* BEGIN *

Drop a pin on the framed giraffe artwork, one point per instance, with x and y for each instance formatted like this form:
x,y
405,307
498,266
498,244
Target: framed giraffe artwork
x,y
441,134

* END *

→ **Required work**:
Rewrite the material with "giraffe" replaced by "zebra" everywhere it appears, leaving every other part unchanged.

→ **Result of the exercise**:
Drop a pin on the framed zebra artwork, one point per instance, with x and y for each instance formatted like this form:
x,y
405,307
498,266
498,244
Target: framed zebra artwork
x,y
441,134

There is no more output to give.